What is required =
Every line of the material is to be repeated exactly as it stands.
··· Entries provided
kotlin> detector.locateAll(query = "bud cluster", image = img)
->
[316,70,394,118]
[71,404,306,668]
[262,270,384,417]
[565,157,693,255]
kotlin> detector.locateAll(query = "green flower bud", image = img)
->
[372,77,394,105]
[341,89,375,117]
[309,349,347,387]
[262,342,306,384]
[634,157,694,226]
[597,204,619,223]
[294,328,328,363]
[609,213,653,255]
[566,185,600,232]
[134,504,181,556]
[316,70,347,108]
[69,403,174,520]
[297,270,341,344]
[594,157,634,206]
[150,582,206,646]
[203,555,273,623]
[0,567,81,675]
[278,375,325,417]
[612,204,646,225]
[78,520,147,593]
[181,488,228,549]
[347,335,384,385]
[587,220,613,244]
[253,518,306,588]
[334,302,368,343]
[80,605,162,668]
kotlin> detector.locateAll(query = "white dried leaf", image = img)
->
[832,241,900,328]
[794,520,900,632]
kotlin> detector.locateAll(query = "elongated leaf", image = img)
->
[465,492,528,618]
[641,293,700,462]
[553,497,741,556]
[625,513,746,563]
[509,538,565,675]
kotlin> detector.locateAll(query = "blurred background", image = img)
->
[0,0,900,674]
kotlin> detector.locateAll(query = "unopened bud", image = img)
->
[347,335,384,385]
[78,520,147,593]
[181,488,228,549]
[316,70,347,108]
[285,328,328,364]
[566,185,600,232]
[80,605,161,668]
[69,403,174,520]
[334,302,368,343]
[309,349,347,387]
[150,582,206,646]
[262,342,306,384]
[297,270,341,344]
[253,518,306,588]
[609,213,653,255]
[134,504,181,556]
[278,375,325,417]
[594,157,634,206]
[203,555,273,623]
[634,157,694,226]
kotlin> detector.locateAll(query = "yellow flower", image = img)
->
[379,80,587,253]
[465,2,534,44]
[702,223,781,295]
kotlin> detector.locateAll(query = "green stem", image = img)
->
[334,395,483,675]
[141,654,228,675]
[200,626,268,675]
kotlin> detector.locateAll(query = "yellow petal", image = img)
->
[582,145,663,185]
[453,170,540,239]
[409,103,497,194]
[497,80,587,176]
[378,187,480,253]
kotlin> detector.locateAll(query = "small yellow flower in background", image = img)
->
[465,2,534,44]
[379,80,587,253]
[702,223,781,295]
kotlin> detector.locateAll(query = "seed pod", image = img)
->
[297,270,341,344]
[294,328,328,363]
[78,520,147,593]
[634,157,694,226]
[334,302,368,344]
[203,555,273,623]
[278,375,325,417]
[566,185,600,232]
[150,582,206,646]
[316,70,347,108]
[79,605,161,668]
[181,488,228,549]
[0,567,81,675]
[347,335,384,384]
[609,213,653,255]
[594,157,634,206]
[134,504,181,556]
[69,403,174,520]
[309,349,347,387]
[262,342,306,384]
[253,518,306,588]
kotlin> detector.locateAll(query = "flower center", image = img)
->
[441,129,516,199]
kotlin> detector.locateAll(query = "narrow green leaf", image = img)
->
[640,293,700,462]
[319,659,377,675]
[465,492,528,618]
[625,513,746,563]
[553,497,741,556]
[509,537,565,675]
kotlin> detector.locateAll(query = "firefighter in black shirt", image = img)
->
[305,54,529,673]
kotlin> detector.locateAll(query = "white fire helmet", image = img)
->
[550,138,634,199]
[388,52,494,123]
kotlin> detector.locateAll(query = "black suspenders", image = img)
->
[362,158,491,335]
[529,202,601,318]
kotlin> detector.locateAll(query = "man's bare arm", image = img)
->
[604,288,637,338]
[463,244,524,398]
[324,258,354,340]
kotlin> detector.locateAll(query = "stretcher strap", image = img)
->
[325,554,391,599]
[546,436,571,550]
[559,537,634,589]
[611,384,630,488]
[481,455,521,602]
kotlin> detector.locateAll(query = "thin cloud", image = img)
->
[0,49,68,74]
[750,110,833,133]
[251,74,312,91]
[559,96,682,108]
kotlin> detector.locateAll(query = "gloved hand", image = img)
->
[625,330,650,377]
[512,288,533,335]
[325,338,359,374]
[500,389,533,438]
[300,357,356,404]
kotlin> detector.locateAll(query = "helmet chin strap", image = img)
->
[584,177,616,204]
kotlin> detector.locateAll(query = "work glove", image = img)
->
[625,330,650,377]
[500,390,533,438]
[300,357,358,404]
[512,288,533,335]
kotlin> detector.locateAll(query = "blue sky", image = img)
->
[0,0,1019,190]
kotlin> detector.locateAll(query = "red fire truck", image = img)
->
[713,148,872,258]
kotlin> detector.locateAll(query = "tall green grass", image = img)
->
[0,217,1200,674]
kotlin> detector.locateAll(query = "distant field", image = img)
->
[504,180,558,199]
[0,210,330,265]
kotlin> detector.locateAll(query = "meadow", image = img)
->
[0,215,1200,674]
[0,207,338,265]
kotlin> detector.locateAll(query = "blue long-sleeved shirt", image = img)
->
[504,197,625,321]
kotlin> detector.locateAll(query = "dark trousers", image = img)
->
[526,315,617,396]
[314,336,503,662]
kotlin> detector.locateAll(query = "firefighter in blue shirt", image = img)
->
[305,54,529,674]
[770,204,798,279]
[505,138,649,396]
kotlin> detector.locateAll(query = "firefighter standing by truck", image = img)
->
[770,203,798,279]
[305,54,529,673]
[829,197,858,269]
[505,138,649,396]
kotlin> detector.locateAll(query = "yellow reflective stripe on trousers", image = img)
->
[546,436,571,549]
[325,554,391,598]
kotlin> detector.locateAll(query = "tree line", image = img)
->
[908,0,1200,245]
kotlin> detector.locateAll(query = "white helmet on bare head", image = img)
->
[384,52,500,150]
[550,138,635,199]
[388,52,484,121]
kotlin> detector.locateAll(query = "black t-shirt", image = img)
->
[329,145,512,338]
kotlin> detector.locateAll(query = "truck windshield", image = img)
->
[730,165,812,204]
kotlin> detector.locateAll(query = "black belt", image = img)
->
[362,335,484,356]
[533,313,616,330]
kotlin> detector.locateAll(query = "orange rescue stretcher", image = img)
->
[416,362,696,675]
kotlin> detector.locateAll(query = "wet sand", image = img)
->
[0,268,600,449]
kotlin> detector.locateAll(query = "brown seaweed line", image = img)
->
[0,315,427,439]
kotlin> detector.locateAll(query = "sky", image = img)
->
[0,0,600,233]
······
Result below =
kotlin> detector.locateAll(query = "bud cluster", image = img)
->
[316,70,394,118]
[71,404,306,668]
[262,270,384,417]
[565,157,693,255]
kotlin> detector.locateAll(query = "green flower bud", image = img)
->
[372,77,394,105]
[341,89,375,117]
[309,349,347,387]
[262,342,306,384]
[634,157,694,226]
[597,204,619,223]
[294,328,328,363]
[609,213,653,255]
[566,185,600,232]
[134,504,181,556]
[316,70,347,108]
[69,403,174,520]
[297,270,341,344]
[594,157,634,206]
[150,582,206,646]
[203,555,273,623]
[0,567,81,675]
[278,375,325,417]
[612,204,646,225]
[78,520,147,593]
[181,488,228,549]
[347,335,384,385]
[587,220,613,244]
[253,518,306,588]
[334,302,368,343]
[80,605,162,668]
kotlin> detector.locateAll(query = "white dried leaf", image = img)
->
[832,241,900,328]
[794,520,900,632]
kotlin> detector.locateAll(query = "elongated leaf", image = img)
->
[465,492,528,618]
[641,293,700,462]
[553,497,741,556]
[625,513,746,563]
[509,538,565,675]
kotlin> detector.locateAll(query = "blurred background", image = img)
->
[0,0,900,674]
kotlin> detector.locateAll(query = "unopened bud", image = img)
->
[347,335,384,385]
[78,520,147,593]
[181,488,228,549]
[316,70,347,108]
[285,328,328,364]
[566,185,600,232]
[80,605,161,668]
[69,403,174,520]
[334,302,368,343]
[309,349,347,387]
[150,582,206,646]
[262,342,306,384]
[297,270,341,344]
[253,518,306,588]
[609,213,653,255]
[134,504,181,556]
[278,375,325,417]
[594,157,634,206]
[203,555,273,623]
[634,157,694,226]
kotlin> detector.locateAll(query = "yellow flower", image = img)
->
[379,80,587,253]
[465,2,534,44]
[702,223,781,295]
kotlin> detector.locateAll(query = "green stem", image = img)
->
[334,395,483,675]
[141,654,228,675]
[200,626,268,675]
kotlin> detector.locateAll(query = "yellow petal", image = img)
->
[582,145,663,185]
[453,170,540,239]
[409,103,497,194]
[497,80,587,176]
[378,187,480,253]
kotlin> detector.locateAll(query = "small yellow flower in background", image = img)
->
[465,2,534,44]
[379,80,587,253]
[702,223,781,295]
kotlin> detector.locateAll(query = "seed pod", image = img)
->
[297,270,341,344]
[294,328,328,363]
[78,520,147,593]
[634,157,694,226]
[334,302,368,344]
[203,555,273,623]
[278,375,325,417]
[566,185,600,232]
[150,582,206,646]
[316,70,347,108]
[79,605,161,668]
[181,488,228,549]
[0,567,81,675]
[347,335,384,384]
[609,213,653,255]
[594,157,634,206]
[134,504,181,556]
[69,403,174,520]
[309,349,347,387]
[262,342,306,384]
[253,518,306,588]
kotlin> detector.locateAll(query = "flower center", image = img)
->
[441,129,516,199]
kotlin> detector.locateAll(query = "narrow green leaf", image = img)
->
[640,293,700,462]
[319,659,377,675]
[465,492,528,618]
[625,513,746,563]
[553,497,741,556]
[509,537,565,675]
kotlin> detector.locateAll(query = "firefighter in black shirt", image = img)
->
[305,54,529,673]
kotlin> detector.locateAll(query = "white fire helmet", image = img)
->
[550,138,634,199]
[388,52,494,123]
kotlin> detector.locateAll(query = "black suspenders", image = img)
->
[362,158,491,335]
[529,202,601,318]
kotlin> detector.locateAll(query = "man's bare arm", image = img)
->
[604,288,637,338]
[463,244,524,398]
[324,258,354,340]
kotlin> detector.locateAll(query = "stretcher strap", image = img)
->
[325,554,391,599]
[546,436,571,550]
[559,537,634,589]
[611,384,630,488]
[481,455,521,602]
kotlin> detector.locateAll(query = "thin cloud", image = img)
->
[0,49,68,74]
[750,110,833,133]
[251,74,312,91]
[559,96,682,108]
kotlin> detector.locateAll(query = "gloved hand", image = img)
->
[625,330,650,377]
[512,288,533,335]
[325,338,359,374]
[500,389,533,438]
[300,357,356,404]
kotlin> detector.locateAll(query = "helmet chin strap", image = img)
->
[584,177,616,204]
kotlin> detector.locateAll(query = "work glove", image = img)
->
[625,330,650,377]
[500,390,533,438]
[300,357,358,404]
[512,288,533,335]
kotlin> detector.locateAll(query = "blue sky", image = img)
->
[0,0,1019,190]
kotlin> detector.locateAll(query = "red fire truck", image = img)
->
[713,148,872,258]
kotlin> detector.locateAll(query = "tall green grass", image = img)
->
[0,217,1200,674]
kotlin> detector.locateAll(query = "distant field", image = img)
->
[504,180,558,199]
[0,210,330,265]
kotlin> detector.locateAll(query = "meadow", image = img)
->
[0,215,1200,674]
[0,207,338,265]
kotlin> detector.locateAll(query = "blue long-sleeved shirt", image = img)
->
[504,197,625,321]
kotlin> detector.locateAll(query = "dark trousers", image = img)
->
[526,315,617,396]
[314,336,503,662]
kotlin> detector.locateAll(query = "firefighter in blue shirt", image = img)
->
[305,54,529,674]
[770,204,798,279]
[505,138,649,396]
kotlin> detector.locateAll(query = "firefighter standing by truck", image = img)
->
[770,203,798,279]
[305,54,529,673]
[829,197,858,269]
[505,138,649,396]
kotlin> detector.locateAll(query = "yellow reflective stripe on trousers", image = img)
->
[546,436,571,549]
[325,554,391,598]
kotlin> detector.locateAll(query = "tree line", image = img)
->
[908,0,1200,245]
kotlin> detector.locateAll(query = "white helmet on bare head", image = img)
->
[384,52,500,150]
[550,138,635,199]
[388,52,484,121]
kotlin> detector.locateAll(query = "black t-shirt", image = img)
->
[329,145,512,338]
kotlin> detector.locateAll(query = "truck windshield", image = img)
->
[730,165,812,204]
kotlin> detector.locateAll(query = "black belt", image = img)
->
[362,335,484,356]
[533,313,616,330]
kotlin> detector.locateAll(query = "orange rescue stretcher", image = img)
->
[416,362,696,675]
kotlin> detector.locateAll(query = "wet sand", image = img)
->
[0,268,600,449]
kotlin> detector.locateAll(query = "brown seaweed line", image = img)
->
[0,315,427,439]
kotlin> detector.locateAll(query = "sky", image = img)
->
[0,0,600,233]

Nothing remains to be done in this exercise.